● Direction 1
In the text about Jadzia Sklarz Stern, at what age was she separated from her parents?
● Direction 2
Write out the text about Jadzia Sklarz Stern from "Submitted by Lilly" up to and including "throughout the community.", switching "homemaker" to "housekeeper".

● Text to read

The Soup Lady: The Amazing Talents of Jadzia Sklarz Stern

Submitted by Lilly Filler

Jadzia and Ben Stern, late-1950s. Image courtesy of Lilly Stern Filler.

Jadzia and Ben Stern, late-1950s. Image courtesy of Lilly Stern Filler.

Creplach or Kneidelach that was the question! 

My mom, Jadzia Sklarz Stern, was the ultimate cook and homemaker. She was the 4th of 8 children of Hadassah and Zev Sklarz of Poland and learned by watching her mother care for the family of 10. How and why my mother learned to cook remains a mystery to us all today since she was separated from her parents at age 13 never to see them again. She was a Holocaust Survivor and lost the formative years with her parents. However, not only did she survive, she thrived. Although she never had any formal education, she was a home executive and excelled in cooking, sewing, flower arranging and caring for her family. Her culinary skills were known throughout the community.

● Supplied information
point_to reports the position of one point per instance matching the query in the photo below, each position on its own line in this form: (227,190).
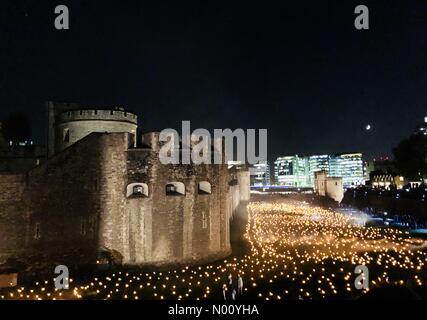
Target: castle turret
(70,123)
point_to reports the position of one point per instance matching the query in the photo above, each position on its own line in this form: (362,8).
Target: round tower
(73,125)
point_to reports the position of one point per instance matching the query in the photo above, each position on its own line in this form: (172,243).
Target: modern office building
(292,171)
(260,174)
(317,163)
(300,171)
(349,166)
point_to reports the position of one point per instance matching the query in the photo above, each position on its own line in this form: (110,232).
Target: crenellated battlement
(113,114)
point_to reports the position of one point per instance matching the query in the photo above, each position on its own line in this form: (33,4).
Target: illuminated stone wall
(75,205)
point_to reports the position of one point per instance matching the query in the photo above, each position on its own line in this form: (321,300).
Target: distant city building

● Task result 1
She was separated from them at age 13.

● Task result 2
Submitted by Lilly Filler

Jadzia and Ben Stern, late-1950s. Image courtesy of Lilly Stern Filler.

Jadzia and Ben Stern, late-1950s. Image courtesy of Lilly Stern Filler.

Creplach or Kneidelach that was the question! 

My mom, Jadzia Sklarz Stern, was the ultimate cook and housekeeper. She was the 4th of 8 children of Hadassah and Zev Sklarz of Poland and learned by watching her mother care for the family of 10. How and why my mother learned to cook remains a mystery to us all today since she was separated from her parents at age 13 never to see them again. She was a Holocaust Survivor and lost the formative years with her parents. However, not only did she survive, she thrived. Although she never had any formal education, she was a home executive and excelled in cooking, sewing, flower arranging and caring for her family. Her culinary skills were known throughout the community.